### Things to do:
A – In the Squeezr requirements page, copy the part that begins with the words containing "ResourceMinimumRecommendedNotes" and ends with "MITM + desktop proxy).", swapping "working set" for "resident memory".
B – Which hostnames does the Squeezr requirements page say need outbound HTTPS access?
C – Using the Squeezr requirements page, answer these:
(i) Which Node.js version has it been tested on?
(ii) What is the most entries cache.json holds?
(iii) About how much memory does the desktop proxy use?

:: Text excerpt

All docs

Requirements

Squeezr is an HTTP proxy running on Node.js. It runs on any machine from the last 10 years. No GPU required. AI compression is delegated to cloud APIs (Haiku / GPT-mini / Gemini Flash) or an optional local Ollama server.

Minimum requirements

ResourceMinimumRecommendedNotes
CPU1 core x64/arm642+ coresRegex + MD5 + Myers diff; brief spikes when processing 1–2 MB requests.
RAM256 MB free512 MB freeMeasured: ~140 MB working set with all 3 processes (proxy + MITM + desktop proxy).
Disk200 MB300 MB128 MB node_modules + ~10 MB code + bounded caches in ~/.squeezr/.
NetworkOutbound HTTPS (443)api.anthropic.com, api.openai.com, generativelanguage.googleapis.com
GPUNot requiredAll AI compression is cloud-based or via optional external Ollama.

Software

RequirementVersion
Node.js≥ 18 (tested on 24.x)
OSWindows 10/11, macOS, Linux, WSL2
npmWhichever ships with your Node version

Measured resource usage

  • Main proxy RAM: ~140 MB working set (proxy + dashboard + MITM 8081).
  • Desktop proxy (optional, Claude/Codex Desktop only): separate process, ~80 MB.
  • CPU idle: ~0% — only active while a request is in flight.
  • CPU peak: one core for 10–50 ms per request (deterministic pipeline is synchronous).
  • Disk in ~/.squeezr/: bounded — cache.json (LRU 1000 entries), history.json (500 sessions max), captures/ (20 files max, opt-in).

::::
:: Dataset extract

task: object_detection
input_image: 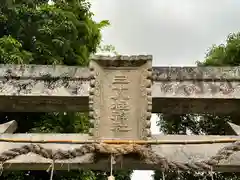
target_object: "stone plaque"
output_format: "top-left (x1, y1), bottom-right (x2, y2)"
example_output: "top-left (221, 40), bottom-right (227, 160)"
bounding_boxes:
top-left (89, 55), bottom-right (152, 139)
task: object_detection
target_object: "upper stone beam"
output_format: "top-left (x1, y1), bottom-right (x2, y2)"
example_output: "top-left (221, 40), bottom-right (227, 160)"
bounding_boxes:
top-left (0, 56), bottom-right (240, 114)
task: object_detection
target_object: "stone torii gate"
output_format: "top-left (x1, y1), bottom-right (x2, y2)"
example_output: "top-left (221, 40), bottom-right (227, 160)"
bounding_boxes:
top-left (0, 55), bottom-right (240, 172)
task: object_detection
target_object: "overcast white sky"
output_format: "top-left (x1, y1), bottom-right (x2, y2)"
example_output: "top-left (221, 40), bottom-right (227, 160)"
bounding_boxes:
top-left (92, 0), bottom-right (240, 180)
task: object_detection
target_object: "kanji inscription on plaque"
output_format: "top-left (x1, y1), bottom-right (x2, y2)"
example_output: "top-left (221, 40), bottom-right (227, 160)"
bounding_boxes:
top-left (89, 56), bottom-right (152, 139)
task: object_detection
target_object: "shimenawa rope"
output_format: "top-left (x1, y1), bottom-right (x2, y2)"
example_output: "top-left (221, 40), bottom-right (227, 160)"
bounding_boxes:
top-left (0, 142), bottom-right (240, 171)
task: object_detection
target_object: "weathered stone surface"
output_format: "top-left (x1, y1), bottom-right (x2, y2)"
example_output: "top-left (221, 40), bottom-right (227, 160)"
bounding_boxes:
top-left (89, 56), bottom-right (152, 139)
top-left (0, 62), bottom-right (240, 114)
top-left (153, 66), bottom-right (240, 81)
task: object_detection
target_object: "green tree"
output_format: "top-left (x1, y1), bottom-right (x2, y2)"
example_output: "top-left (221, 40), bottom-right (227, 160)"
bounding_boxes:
top-left (154, 32), bottom-right (240, 180)
top-left (0, 0), bottom-right (131, 180)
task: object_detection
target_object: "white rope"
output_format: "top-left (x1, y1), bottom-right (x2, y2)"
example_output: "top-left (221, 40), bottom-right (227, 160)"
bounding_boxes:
top-left (210, 167), bottom-right (214, 180)
top-left (108, 154), bottom-right (115, 180)
top-left (162, 172), bottom-right (165, 180)
top-left (47, 160), bottom-right (55, 180)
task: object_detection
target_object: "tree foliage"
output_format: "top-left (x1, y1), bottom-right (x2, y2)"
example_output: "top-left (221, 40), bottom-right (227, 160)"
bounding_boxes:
top-left (0, 0), bottom-right (131, 180)
top-left (154, 33), bottom-right (240, 180)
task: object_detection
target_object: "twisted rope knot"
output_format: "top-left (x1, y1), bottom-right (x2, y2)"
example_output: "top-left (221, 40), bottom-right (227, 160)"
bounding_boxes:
top-left (0, 142), bottom-right (240, 171)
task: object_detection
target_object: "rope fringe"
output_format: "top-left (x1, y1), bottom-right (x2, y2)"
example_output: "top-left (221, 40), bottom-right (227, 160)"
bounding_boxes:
top-left (0, 142), bottom-right (240, 172)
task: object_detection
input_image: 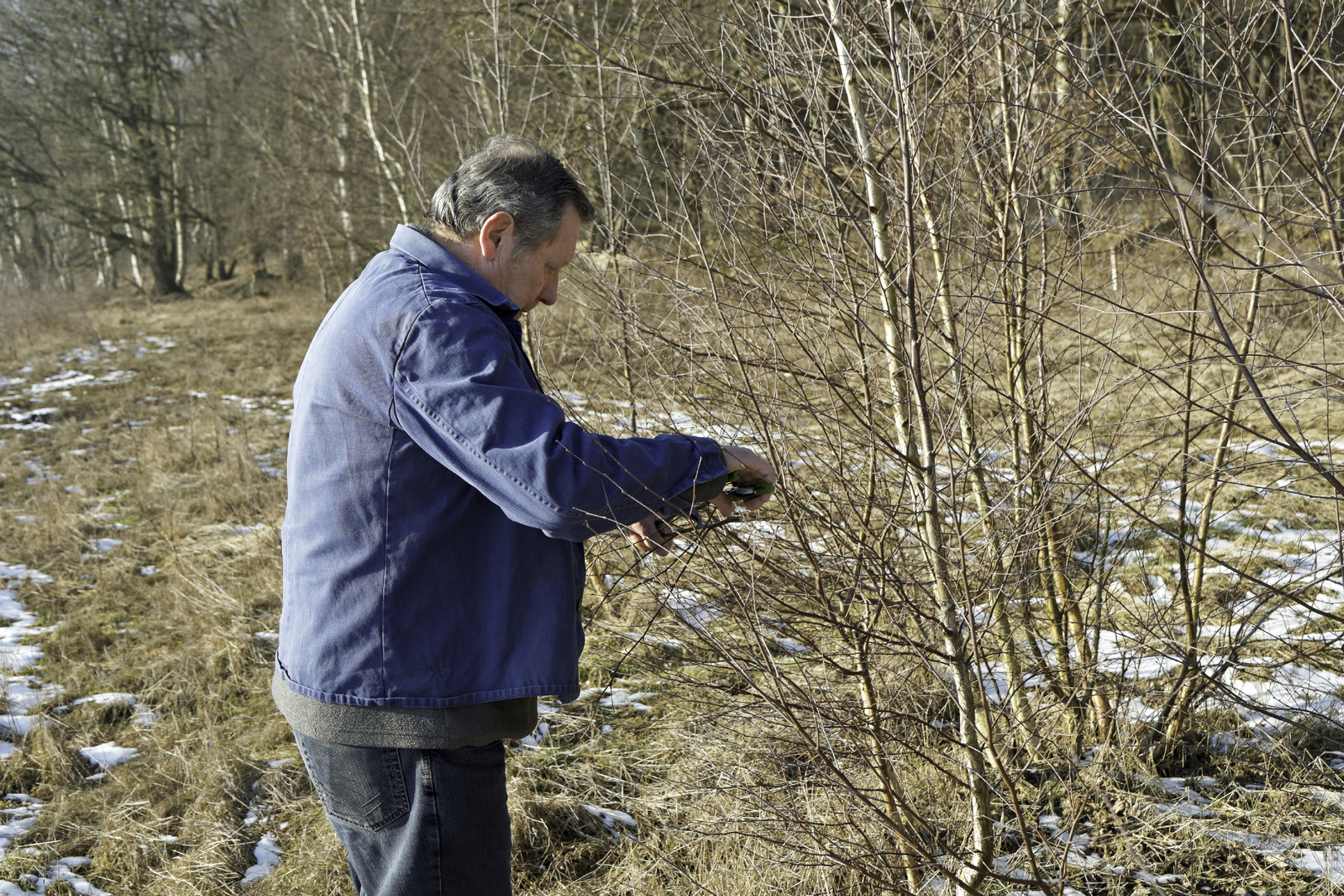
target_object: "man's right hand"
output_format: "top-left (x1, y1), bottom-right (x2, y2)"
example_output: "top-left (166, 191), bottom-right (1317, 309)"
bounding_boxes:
top-left (709, 445), bottom-right (780, 516)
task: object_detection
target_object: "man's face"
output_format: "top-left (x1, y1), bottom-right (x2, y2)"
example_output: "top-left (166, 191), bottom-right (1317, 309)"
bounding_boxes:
top-left (481, 206), bottom-right (582, 313)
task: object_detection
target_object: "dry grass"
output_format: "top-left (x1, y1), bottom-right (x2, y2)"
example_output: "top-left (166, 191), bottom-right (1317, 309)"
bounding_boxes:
top-left (0, 282), bottom-right (1344, 896)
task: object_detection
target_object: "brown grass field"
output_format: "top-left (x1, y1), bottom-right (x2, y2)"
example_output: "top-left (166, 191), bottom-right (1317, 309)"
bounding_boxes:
top-left (0, 276), bottom-right (1344, 896)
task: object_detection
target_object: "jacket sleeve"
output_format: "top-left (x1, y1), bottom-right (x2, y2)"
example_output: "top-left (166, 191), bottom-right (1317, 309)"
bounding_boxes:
top-left (391, 301), bottom-right (727, 542)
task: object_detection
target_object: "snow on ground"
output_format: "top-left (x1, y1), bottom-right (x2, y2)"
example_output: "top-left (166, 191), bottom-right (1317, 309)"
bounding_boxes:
top-left (583, 803), bottom-right (639, 842)
top-left (238, 835), bottom-right (281, 887)
top-left (80, 740), bottom-right (139, 771)
top-left (0, 334), bottom-right (178, 435)
top-left (0, 561), bottom-right (170, 896)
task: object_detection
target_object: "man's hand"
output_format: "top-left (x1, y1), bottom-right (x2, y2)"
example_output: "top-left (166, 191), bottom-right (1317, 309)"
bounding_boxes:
top-left (709, 445), bottom-right (780, 516)
top-left (624, 514), bottom-right (676, 558)
top-left (622, 445), bottom-right (780, 558)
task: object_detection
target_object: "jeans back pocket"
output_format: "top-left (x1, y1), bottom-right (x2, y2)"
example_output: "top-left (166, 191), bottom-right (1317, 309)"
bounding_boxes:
top-left (295, 732), bottom-right (410, 830)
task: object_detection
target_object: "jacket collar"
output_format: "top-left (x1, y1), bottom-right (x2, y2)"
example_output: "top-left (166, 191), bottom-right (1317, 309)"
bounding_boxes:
top-left (391, 224), bottom-right (520, 317)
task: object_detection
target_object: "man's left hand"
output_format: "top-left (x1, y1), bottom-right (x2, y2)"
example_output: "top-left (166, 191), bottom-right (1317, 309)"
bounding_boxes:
top-left (624, 514), bottom-right (676, 558)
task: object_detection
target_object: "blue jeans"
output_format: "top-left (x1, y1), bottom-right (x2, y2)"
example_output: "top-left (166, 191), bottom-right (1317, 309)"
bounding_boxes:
top-left (295, 731), bottom-right (514, 896)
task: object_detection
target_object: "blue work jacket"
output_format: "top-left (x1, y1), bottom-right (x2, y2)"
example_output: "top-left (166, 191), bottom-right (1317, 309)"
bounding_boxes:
top-left (275, 226), bottom-right (727, 707)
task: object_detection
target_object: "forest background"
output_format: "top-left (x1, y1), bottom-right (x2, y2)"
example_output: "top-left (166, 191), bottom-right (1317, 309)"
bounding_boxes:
top-left (0, 0), bottom-right (1344, 894)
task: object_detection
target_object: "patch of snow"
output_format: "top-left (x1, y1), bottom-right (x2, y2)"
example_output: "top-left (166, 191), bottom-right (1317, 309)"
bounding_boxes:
top-left (660, 588), bottom-right (723, 631)
top-left (238, 833), bottom-right (282, 887)
top-left (80, 740), bottom-right (139, 771)
top-left (583, 803), bottom-right (637, 842)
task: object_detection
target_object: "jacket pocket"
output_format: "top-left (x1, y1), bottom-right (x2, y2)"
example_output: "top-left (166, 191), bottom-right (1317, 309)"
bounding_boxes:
top-left (295, 733), bottom-right (410, 830)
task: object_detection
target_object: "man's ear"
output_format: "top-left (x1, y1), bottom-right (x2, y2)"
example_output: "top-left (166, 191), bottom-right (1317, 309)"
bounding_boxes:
top-left (479, 211), bottom-right (514, 262)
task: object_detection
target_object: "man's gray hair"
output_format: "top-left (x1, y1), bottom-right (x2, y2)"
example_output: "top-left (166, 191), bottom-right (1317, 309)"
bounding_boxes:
top-left (425, 134), bottom-right (596, 252)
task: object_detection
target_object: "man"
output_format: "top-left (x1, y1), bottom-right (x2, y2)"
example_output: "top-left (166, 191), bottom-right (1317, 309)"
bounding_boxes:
top-left (271, 136), bottom-right (776, 896)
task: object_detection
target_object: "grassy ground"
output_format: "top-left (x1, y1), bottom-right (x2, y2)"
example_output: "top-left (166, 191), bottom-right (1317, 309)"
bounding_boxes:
top-left (0, 285), bottom-right (1344, 896)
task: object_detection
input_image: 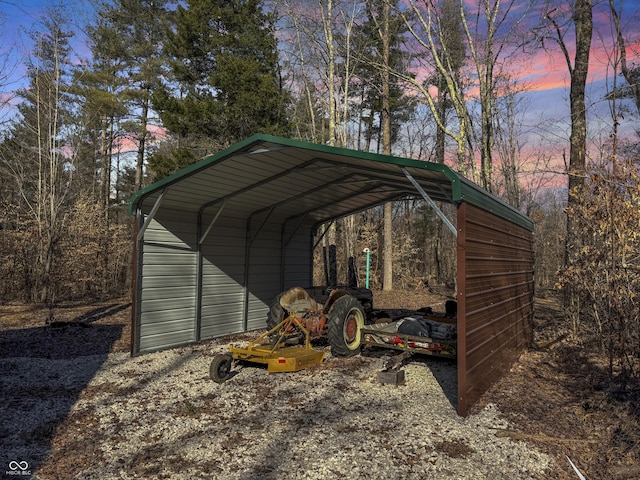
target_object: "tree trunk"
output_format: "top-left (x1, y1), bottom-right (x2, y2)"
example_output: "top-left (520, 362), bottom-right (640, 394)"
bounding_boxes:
top-left (382, 2), bottom-right (393, 291)
top-left (565, 0), bottom-right (593, 334)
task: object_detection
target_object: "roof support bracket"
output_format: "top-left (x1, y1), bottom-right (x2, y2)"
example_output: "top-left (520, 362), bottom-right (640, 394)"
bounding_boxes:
top-left (138, 189), bottom-right (167, 241)
top-left (402, 167), bottom-right (458, 237)
top-left (198, 199), bottom-right (227, 245)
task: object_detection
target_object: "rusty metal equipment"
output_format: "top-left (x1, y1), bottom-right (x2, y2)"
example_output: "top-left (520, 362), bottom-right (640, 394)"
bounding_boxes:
top-left (267, 287), bottom-right (372, 357)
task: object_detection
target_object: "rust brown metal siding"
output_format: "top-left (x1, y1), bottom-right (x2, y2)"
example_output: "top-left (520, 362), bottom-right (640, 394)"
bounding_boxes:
top-left (457, 203), bottom-right (534, 416)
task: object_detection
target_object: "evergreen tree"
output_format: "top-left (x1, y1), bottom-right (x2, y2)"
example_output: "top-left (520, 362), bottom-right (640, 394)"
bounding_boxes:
top-left (153, 0), bottom-right (289, 172)
top-left (0, 7), bottom-right (75, 306)
top-left (85, 0), bottom-right (169, 190)
top-left (356, 0), bottom-right (415, 152)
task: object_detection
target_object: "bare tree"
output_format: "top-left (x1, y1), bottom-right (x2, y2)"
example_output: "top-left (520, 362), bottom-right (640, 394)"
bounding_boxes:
top-left (545, 0), bottom-right (593, 333)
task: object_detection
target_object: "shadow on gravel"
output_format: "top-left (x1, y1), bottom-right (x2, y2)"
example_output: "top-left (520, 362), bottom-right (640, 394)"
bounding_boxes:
top-left (361, 347), bottom-right (458, 412)
top-left (0, 304), bottom-right (128, 478)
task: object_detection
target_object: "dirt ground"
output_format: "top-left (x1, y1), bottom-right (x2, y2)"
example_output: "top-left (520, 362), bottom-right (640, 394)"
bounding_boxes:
top-left (0, 290), bottom-right (640, 479)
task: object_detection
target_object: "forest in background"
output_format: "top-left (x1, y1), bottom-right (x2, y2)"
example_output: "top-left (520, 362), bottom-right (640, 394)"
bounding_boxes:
top-left (0, 0), bottom-right (640, 380)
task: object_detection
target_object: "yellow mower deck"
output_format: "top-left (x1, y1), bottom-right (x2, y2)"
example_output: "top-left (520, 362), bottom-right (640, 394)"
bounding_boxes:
top-left (209, 315), bottom-right (324, 383)
top-left (229, 346), bottom-right (324, 372)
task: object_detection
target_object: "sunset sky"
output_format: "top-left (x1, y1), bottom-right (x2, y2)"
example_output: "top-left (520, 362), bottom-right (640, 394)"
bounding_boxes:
top-left (0, 0), bottom-right (640, 188)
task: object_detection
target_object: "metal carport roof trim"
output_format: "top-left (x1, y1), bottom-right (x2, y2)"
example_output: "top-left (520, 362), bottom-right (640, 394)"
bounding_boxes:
top-left (128, 134), bottom-right (534, 231)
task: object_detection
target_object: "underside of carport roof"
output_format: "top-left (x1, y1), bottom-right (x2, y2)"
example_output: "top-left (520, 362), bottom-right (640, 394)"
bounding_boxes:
top-left (129, 135), bottom-right (533, 413)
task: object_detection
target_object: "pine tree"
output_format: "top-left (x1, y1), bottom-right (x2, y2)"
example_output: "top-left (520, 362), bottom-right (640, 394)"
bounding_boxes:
top-left (153, 0), bottom-right (289, 174)
top-left (84, 0), bottom-right (169, 189)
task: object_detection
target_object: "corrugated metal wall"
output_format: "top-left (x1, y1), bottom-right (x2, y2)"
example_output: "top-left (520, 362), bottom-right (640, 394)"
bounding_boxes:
top-left (457, 203), bottom-right (534, 416)
top-left (134, 210), bottom-right (196, 353)
top-left (132, 209), bottom-right (312, 354)
top-left (199, 216), bottom-right (246, 339)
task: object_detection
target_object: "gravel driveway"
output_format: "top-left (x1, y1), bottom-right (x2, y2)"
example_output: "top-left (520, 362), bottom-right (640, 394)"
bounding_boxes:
top-left (0, 326), bottom-right (553, 480)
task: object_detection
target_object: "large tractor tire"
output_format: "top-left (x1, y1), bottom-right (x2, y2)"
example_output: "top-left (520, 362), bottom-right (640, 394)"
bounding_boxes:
top-left (327, 295), bottom-right (365, 357)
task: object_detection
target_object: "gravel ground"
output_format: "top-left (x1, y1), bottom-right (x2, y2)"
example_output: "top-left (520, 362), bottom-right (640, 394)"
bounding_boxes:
top-left (0, 322), bottom-right (553, 480)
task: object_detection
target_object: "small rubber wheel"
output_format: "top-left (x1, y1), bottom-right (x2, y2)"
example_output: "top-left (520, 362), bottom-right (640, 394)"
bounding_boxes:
top-left (209, 353), bottom-right (233, 383)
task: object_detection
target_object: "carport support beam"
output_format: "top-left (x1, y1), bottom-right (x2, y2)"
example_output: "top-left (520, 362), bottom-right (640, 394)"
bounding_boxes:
top-left (402, 167), bottom-right (458, 237)
top-left (138, 190), bottom-right (166, 241)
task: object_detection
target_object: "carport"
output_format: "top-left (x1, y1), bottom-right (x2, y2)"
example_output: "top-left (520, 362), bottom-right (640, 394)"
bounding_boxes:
top-left (129, 135), bottom-right (534, 415)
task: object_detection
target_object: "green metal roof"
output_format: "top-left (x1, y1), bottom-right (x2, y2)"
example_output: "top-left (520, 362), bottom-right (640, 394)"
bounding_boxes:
top-left (129, 134), bottom-right (533, 231)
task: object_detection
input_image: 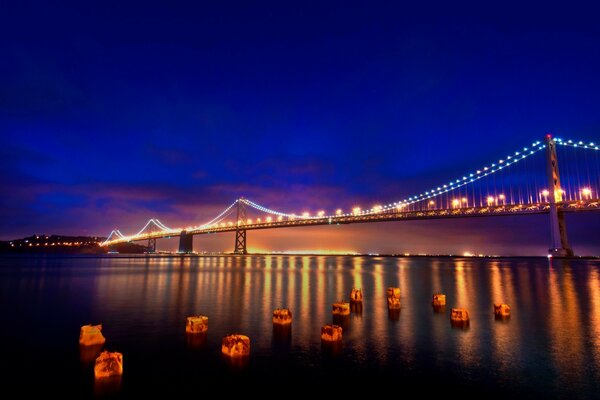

::::

### Answers provided:
A –
ResourceMinimumRecommendedNotes
CPU1 core x64/arm642+ coresRegex + MD5 + Myers diff; brief spikes when processing 1–2 MB requests.
RAM256 MB free512 MB freeMeasured: ~140 MB resident memory with all 3 processes (proxy + MITM + desktop proxy).

B – api.anthropic.com, api.openai.com, generativelanguage.googleapis.com

C –
(i) 24.x
(ii) 1000 entries (LRU)
(iii) About 80 MB